*** Reading passage Section Begins ***

Mastercard Agent Pay
Announced in April of 2025, Mastercard Agent Pay acts as a payments and trust protocol, similar to AP2, TAP, and x402. ith Agent Pay, Mastercard swapped a user’s card with a unique token assigned for an approved agentic interaction. Then, the system proves to the merchant that a real user authorized an action and that the agent followed the instructions it was given. Users remain in control, setting their own permissions and spending limits, helping to keep agents in line with authorized decisions only. The company is working with leading financial institutions like Citi, U.S. Bank, and other global organizations to make the tech more widely available, and in mid-2025, teamed up with Google to use UCP as the underlying common language for agentic commerce.
Agentic Merchant Protocol (AMP)
Introduced in March by agentic commerce platform Azoma, ACP is an enterprise-focused merchant protocol that offers a centralized system that brands and retailers can use to easily establish how their product catalogues are understood and acted upon by AI agents. The idea is that while platform-tailored standards like OpenAI’s ACP and Google’s UCP enable seamless agentic transactions, but don’t give brands control over how their products are represented or evaluated. It’s possible, in theory at least, that systems like ACP and UCP incorrectly score product data or even get product information wrong. AMP, which isn’t meant to replace those standards but work in collaboration with them, was created to act more as a brand governance layer, letting merchants establish a central source of truth about their products to then feed into other protocols.
Early adopters of AMP include Mars, Unilever, Reckitt, and L’Oréal.

*** Reading passage Section Ends ***

[Activity] Copy the passage on agentic commerce protocols starting with "Agentic Merchant Protocol" and going on through "into other protocols.", and change "catalogues" to "listings" in your copy.

*** Entries supplied Section Begins ***

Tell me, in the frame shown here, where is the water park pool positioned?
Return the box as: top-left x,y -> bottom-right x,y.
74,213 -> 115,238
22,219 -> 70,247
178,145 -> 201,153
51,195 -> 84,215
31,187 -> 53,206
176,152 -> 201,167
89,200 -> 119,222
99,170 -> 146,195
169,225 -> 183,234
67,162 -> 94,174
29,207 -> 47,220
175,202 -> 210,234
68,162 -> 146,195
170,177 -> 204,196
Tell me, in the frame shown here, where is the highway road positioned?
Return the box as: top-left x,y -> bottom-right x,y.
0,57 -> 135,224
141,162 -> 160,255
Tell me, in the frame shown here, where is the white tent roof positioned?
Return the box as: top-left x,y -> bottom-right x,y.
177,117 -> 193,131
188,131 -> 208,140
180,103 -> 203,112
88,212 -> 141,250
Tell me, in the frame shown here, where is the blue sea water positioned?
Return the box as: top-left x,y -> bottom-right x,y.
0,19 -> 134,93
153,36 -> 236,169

*** Entries supplied Section Ends ***

[Result of the exercise]
Agentic Merchant Protocol (AMP)
Introduced in March by agentic commerce platform Azoma, ACP is an enterprise-focused merchant protocol that offers a centralized system that brands and retailers can use to easily establish how their product listings are understood and acted upon by AI agents. The idea is that while platform-tailored standards like OpenAI’s ACP and Google’s UCP enable seamless agentic transactions, but don’t give brands control over how their products are represented or evaluated. It’s possible, in theory at least, that systems like ACP and UCP incorrectly score product data or even get product information wrong. AMP, which isn’t meant to replace those standards but work in collaboration with them, was created to act more as a brand governance layer, letting merchants establish a central source of truth about their products to then feed into other protocols.